# [JOB]
Count the lines in the material below that contain the word "thumb", and reply with that number alone.

"""

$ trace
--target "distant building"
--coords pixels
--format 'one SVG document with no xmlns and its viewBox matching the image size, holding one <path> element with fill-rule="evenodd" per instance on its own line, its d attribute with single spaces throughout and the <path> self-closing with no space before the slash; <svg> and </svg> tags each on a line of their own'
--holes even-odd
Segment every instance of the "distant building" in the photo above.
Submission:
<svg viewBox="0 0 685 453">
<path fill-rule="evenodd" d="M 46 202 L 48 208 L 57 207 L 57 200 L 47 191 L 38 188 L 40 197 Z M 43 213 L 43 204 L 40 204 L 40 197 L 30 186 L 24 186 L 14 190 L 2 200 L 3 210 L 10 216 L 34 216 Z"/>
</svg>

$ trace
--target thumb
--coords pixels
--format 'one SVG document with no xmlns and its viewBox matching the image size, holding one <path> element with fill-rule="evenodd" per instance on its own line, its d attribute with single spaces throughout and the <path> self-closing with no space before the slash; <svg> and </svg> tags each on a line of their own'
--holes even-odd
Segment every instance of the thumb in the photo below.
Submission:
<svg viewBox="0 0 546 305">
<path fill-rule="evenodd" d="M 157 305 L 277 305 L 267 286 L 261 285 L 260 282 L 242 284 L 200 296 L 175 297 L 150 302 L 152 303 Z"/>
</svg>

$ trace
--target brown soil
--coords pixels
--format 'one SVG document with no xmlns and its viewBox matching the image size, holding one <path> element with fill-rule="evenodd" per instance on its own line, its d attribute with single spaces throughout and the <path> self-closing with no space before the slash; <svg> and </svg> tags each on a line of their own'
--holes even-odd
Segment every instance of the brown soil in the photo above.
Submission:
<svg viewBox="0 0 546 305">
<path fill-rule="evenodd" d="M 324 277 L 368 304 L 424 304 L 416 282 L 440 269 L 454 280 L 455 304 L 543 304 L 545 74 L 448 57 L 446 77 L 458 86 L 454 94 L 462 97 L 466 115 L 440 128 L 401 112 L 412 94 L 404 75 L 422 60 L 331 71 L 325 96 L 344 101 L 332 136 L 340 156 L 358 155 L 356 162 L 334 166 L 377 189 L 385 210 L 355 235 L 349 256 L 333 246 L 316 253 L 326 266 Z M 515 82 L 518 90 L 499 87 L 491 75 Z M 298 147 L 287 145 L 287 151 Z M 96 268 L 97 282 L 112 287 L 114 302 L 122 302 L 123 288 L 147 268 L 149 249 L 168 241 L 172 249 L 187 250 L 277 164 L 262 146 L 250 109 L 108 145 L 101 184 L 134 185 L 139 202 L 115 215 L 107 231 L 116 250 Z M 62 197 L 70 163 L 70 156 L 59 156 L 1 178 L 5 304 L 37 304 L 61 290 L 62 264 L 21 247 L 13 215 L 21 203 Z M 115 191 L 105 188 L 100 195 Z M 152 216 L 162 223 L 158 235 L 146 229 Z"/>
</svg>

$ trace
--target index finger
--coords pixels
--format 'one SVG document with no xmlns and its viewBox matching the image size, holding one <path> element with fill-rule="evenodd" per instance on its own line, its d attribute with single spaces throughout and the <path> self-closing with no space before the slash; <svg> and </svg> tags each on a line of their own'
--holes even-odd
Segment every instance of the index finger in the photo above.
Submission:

"""

# [ANSWER FOR THIS EXERCISE]
2